- **Given problem**: Change every "Detection pipeline" to "Localization pipeline" in the items below, and reproduce the rest of each item without any other change.

[Some records]
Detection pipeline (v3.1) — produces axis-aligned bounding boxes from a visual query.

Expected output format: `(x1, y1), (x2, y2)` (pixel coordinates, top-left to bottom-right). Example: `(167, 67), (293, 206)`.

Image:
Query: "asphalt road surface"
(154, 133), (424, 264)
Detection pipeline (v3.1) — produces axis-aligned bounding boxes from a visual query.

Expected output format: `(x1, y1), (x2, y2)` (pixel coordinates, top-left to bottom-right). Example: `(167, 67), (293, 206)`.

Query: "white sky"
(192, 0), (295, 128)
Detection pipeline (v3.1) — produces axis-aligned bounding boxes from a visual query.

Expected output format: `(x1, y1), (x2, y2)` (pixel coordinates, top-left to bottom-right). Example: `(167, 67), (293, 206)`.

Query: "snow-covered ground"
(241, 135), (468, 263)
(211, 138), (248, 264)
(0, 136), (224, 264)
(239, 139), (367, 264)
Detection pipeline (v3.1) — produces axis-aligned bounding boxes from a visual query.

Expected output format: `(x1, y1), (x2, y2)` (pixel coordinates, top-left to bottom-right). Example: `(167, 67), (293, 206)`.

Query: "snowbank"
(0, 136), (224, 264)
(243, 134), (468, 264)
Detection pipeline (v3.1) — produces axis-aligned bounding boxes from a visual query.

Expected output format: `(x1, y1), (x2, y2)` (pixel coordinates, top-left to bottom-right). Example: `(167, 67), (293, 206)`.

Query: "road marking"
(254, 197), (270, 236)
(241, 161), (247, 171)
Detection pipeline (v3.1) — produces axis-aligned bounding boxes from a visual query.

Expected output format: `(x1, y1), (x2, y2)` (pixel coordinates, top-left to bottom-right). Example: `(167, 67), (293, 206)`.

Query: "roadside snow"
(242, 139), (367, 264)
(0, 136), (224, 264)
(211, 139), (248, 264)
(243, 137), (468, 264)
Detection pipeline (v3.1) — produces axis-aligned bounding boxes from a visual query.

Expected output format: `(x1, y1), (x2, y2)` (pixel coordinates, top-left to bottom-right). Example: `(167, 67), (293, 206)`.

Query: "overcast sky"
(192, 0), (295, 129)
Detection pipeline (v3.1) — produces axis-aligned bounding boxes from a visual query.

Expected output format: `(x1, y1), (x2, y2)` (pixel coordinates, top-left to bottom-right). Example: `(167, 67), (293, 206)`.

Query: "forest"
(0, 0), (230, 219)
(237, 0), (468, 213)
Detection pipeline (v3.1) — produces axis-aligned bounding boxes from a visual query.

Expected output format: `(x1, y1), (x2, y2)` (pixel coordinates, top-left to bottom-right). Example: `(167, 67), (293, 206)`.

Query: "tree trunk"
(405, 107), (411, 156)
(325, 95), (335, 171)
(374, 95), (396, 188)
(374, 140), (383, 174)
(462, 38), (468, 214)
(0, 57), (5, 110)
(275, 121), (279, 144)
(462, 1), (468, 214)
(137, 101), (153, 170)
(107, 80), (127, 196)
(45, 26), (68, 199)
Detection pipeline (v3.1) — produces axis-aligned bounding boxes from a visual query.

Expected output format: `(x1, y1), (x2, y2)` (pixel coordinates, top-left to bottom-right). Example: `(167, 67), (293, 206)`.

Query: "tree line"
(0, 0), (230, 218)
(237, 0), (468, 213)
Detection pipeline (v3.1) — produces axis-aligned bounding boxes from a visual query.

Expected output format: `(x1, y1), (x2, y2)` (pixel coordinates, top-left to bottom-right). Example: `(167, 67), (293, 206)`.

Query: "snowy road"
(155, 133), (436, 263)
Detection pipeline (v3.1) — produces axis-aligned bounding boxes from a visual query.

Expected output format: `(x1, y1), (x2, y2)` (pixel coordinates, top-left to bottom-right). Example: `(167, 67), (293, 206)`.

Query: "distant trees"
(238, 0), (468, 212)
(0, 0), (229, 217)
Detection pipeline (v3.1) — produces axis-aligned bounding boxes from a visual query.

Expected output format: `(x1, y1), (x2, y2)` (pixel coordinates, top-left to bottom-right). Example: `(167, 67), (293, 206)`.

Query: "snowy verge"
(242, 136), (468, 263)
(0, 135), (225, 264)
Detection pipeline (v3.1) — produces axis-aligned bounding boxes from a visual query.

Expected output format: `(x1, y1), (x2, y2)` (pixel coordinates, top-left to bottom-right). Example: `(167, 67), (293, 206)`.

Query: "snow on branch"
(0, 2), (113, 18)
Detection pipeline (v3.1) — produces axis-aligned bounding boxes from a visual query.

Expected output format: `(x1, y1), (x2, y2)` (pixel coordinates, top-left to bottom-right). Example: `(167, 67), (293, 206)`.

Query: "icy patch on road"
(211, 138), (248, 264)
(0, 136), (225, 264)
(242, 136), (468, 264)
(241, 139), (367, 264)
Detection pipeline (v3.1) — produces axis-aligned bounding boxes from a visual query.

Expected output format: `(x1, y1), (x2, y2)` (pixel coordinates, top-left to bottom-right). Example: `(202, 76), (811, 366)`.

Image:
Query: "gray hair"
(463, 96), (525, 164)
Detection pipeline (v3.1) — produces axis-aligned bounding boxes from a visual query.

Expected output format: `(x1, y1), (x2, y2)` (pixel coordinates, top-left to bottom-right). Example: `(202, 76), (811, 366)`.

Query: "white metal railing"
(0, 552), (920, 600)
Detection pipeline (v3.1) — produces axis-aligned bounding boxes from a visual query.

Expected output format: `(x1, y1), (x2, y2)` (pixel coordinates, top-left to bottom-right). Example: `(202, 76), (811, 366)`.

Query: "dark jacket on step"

- **Final result**:
Localization pipeline (v3.1) — produces axis-aligned bounding boxes from a visual query.

Expected output format: `(x1, y1), (x2, y2)` (pixel coordinates, top-left to bottom-right). Example: `(167, 67), (293, 206)`.

Image:
Query: "asphalt road surface"
(154, 133), (424, 264)
Localization pipeline (v3.1) — produces axis-aligned bounding boxes from a visual query.

Expected output format: `(x1, y1), (x2, y2)` (pixel coordinates, top-left to bottom-right). Example: `(167, 67), (293, 206)`.

Query: "white sky"
(192, 0), (295, 128)
Localization pipeline (v3.1) — produces axis-aligned bounding boxes from a visual query.

Expected output format: `(x1, y1), (x2, y2)` (pixel coordinates, top-left to bottom-right). Example: `(167, 67), (293, 206)`.

Query: "snow-covered ground"
(241, 135), (468, 263)
(211, 138), (248, 264)
(0, 136), (224, 264)
(239, 139), (367, 264)
Localization pipeline (v3.1) — produces axis-aligned bounding boxes from a visual query.

Expected output format: `(x1, y1), (x2, y2)` (pixel coordinates, top-left to bottom-right). Example: `(167, 67), (293, 206)`.

Query: "snowbank"
(0, 136), (224, 264)
(243, 134), (468, 264)
Localization pipeline (v3.1) — produces axis-aligned bounding boxes from a visual query.

Expected output format: `(x1, y1), (x2, y2)` (pixel coordinates, top-left to bottom-right). Example: `(167, 67), (293, 206)`.

Query: "road marking"
(254, 197), (270, 236)
(241, 161), (247, 171)
Localization pipeline (v3.1) — produces axis-aligned bounding boxes from a visual query.

Expected output format: `(x1, y1), (x2, y2)` (pixel coordinates, top-left to bottom-right). Example: `(167, 67), (293, 206)`.

Query: "roadside snow"
(242, 139), (367, 264)
(0, 136), (224, 264)
(211, 139), (248, 264)
(243, 137), (468, 264)
Localization pipeline (v3.1) — produces axis-aligned bounding boxes from a visual query.

Expected output format: `(x1, y1), (x2, y2)` (pixel coordinates, top-left to bottom-right). Example: `(167, 67), (293, 206)`.

Query: "overcast sky"
(192, 0), (295, 129)
Localization pipeline (v3.1) — produces axis-aligned bounding boxes from a visual query.

Expected output format: `(x1, y1), (x2, y2)` (pixel coordinates, top-left to bottom-right). Example: `(167, 67), (293, 206)`.

Query: "forest"
(0, 0), (230, 219)
(237, 0), (468, 213)
Localization pipeline (v3.1) — produces axis-aligned bounding boxes from a visual query.

Expected output format: `(x1, y1), (x2, y2)` (pixel coordinates, top-left to bottom-right). Example: `(167, 67), (293, 206)`.

Query: "tree trunk"
(405, 107), (411, 156)
(325, 95), (335, 171)
(374, 95), (396, 188)
(374, 140), (383, 174)
(462, 38), (468, 214)
(0, 57), (5, 110)
(275, 121), (279, 144)
(462, 1), (468, 214)
(137, 101), (153, 170)
(107, 80), (127, 196)
(45, 26), (68, 199)
Localization pipeline (v3.1) — produces axis-aligned bounding boxes from a visual query.

Expected output format: `(x1, y1), (x2, y2)` (pixel coordinates, top-left to bottom-right). Example: `(167, 67), (293, 206)`.

Query: "tree line"
(0, 0), (230, 218)
(237, 0), (468, 213)
Localization pipeline (v3.1) — produces axis-aligned bounding boxes from a visual query.

Expected output format: `(x1, y1), (x2, y2)` (pixel coordinates, top-left to bottom-right). Example: `(167, 67), (293, 206)`.

Query: "snowy road"
(155, 133), (436, 263)
Localization pipeline (v3.1) — produces axis-aligned bounding boxes from a visual query.

Expected output format: `(x1, y1), (x2, y2)` (pixel coordinates, top-left to bottom-right). Example: `(167, 67), (293, 206)`.

Query: "distant trees"
(238, 0), (468, 212)
(0, 0), (229, 217)
Localization pipeline (v3.1) — produces axis-aligned bounding boxes from a visual query.

Expected output format: `(x1, y1), (x2, y2)` (pixel coordinates, top-left to bottom-right). Example: `(167, 67), (293, 206)`.

Query: "snowy verge"
(242, 136), (468, 263)
(0, 135), (225, 264)
Localization pipeline (v3.1) — produces axis-aligned bounding boxes from a visual query.

Expected output format: `(x1, y1), (x2, y2)` (pixel coordinates, top-left to bottom-right). Example: `(167, 67), (293, 206)`.

Query: "snow on branch"
(0, 2), (113, 18)
Localization pipeline (v3.1) — produces axis-aligned bounding boxes from a visual query.

Expected output format: `(x1, y1), (x2, y2)` (pixel coordinates, top-left to bottom-right). Example: `(167, 67), (293, 206)`.

Query: "icy patch on road"
(211, 138), (248, 264)
(0, 136), (225, 264)
(242, 136), (468, 264)
(241, 139), (367, 264)
Localization pipeline (v3.1) — produces axis-aligned bounding boxes from a visual query.

Expected output format: `(x1, y1), (x2, y2)` (pixel coordinates, top-left to bottom-right). Example: `(202, 76), (811, 366)`.

Image:
Query: "gray hair"
(463, 96), (525, 164)
Localization pipeline (v3.1) — produces axis-aligned bounding boxes from a visual query.

Expected output format: `(x1, y1), (x2, y2)` (pixel coordinates, top-left to bottom-right). Example: `(202, 76), (811, 366)`.

Query: "white metal railing"
(0, 552), (920, 600)
Localization pipeline (v3.1) — produces axis-aligned bounding boxes from a visual query.

Expected output format: `(x1, y1), (x2, y2)` (pixel coordinates, top-left to bottom-right). Example: `(202, 76), (811, 366)`.

Query: "dark jacket on step"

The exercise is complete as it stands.